─── Textauszug
Die evangelische Stephanuskirche, von Otto Risse und seinem Partner Hans Geber im Architekturstil der Nachkriegsmoderne 1960–1961 gebaut, steht an der Ecke Hochbaum-/Mühlenstraße im Berliner Ortsteil Zehlendorf des Bezirks Steglitz-Zehlendorf. Das Gebäudeensemble aus dem Zentralbau der Kirche und dem freistehenden Glockenturm steht unter Denkmalschutz.

Geschichte

Die Kirchengemeinde Zehlendorf wurde 1948 in vier Predigtbezirke aufgeteilt, im Süd-Bezirk wurden zunächst in der heutigen Leo-Baeck-Straße in einer Baracke Gottesdienste gefeiert. Für den östlichen Teil des Süd-Bezirks, der sich zur Stephanus-Gemeinde abspaltete (sie hieß so von Anfang an), wurde 1950 eine alte Wehrmachts-Baracke an der Ecke Mühlenstraße/Im Mühlenfelde aufgestellt und am 9. September 1951 eingeweiht. Damals hatte die Kirchenleitung die Devise ausgegeben, kleine Kirchen vor Ort zu bauen. In Anbetracht der Größen beider Gemeindeteile, die sich beide in Baracken versammelten, wurde beschlossen, dass beide Teile der Kirchengemeinde Zehlendorf-Süd eigene Kirchen erhalten und beide voneinander getrennt werden sollten. Bereits 1952 war ein Kirchenbauverein gegründet worden, der die Vorbereitungen für den Bau der Kirche zur Heimat durchzuführen hatte, wie Grundstücksbeschaffung, Finanzierung und Bauplanung. Am 10. Februar 1955 wurde der Kirchenbauverein für den Pfarrbezirk Stephanus gegründet. Die dem Märtyrer Stephanus gewidmete Kirche sollte von Anfang an ihrem heutigen Standort entstehen und auch die Mitte eines Gemeindezentrums bilden. Mit Wirkung vom 1. November 1955 wurde die Evangelische Kirchengemeinde Stephanus formell gegründet. 1957 begann Otto Risse mit der Bauplanung für die Kirche und das Gemeindezentrum. Die Planung und die Ausführung dauerten von 1957 bis 1961. Die Grundsteinlegung war am 30. März 1960, die Einweihung am 2. September 1961. Die Gesamtkosten betrugen 509.728 DM (kaufkraftbereinigt in heutiger Währung: rund 1.292.000 Euro).
──────
◆ Gestellte Aufgabe
Wann war laut dem Text über die Stephanuskirche die Grundsteinlegung?
─── Bereitgestellte Zeilen
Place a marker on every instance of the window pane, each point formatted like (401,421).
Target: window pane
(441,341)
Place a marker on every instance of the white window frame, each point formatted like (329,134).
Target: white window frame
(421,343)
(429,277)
──────
◆ Erledigte Aufgabe
Am 30. März 1960.